Provided information:
---+---

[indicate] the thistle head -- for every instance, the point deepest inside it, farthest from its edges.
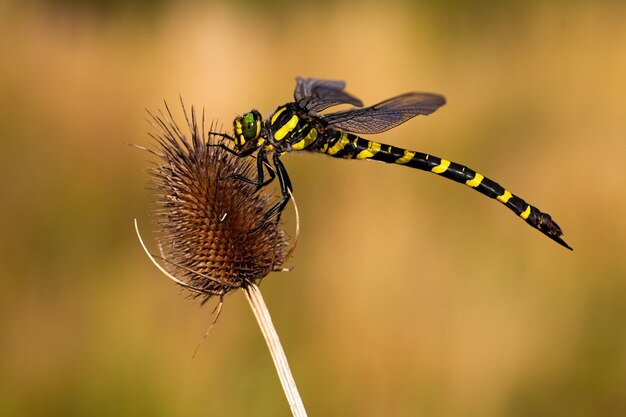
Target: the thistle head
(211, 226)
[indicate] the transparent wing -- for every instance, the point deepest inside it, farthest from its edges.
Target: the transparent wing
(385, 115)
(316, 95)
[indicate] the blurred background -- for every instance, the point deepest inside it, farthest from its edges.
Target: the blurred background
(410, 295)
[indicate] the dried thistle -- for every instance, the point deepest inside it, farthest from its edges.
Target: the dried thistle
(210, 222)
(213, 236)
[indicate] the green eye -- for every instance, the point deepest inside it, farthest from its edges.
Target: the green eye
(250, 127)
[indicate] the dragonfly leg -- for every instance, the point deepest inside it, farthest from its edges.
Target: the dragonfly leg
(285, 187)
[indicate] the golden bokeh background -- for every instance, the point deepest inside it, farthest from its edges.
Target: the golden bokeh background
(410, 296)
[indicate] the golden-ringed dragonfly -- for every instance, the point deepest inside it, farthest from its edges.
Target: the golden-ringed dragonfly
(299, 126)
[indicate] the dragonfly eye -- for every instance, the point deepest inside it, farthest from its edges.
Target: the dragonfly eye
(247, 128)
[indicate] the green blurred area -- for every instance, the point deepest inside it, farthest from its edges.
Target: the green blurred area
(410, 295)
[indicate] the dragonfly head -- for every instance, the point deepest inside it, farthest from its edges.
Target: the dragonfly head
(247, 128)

---+---

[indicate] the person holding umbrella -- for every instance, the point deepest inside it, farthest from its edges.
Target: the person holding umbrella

---+---

What you need to do:
Pick out every row above that contains the string "bokeh" and copy each one in full. Uppercase and lowercase letters count as different.

Exercise output:
[indicate] the golden bokeh background -- for every instance, the point deepest inside it, farthest from its edges.
Target: the golden bokeh background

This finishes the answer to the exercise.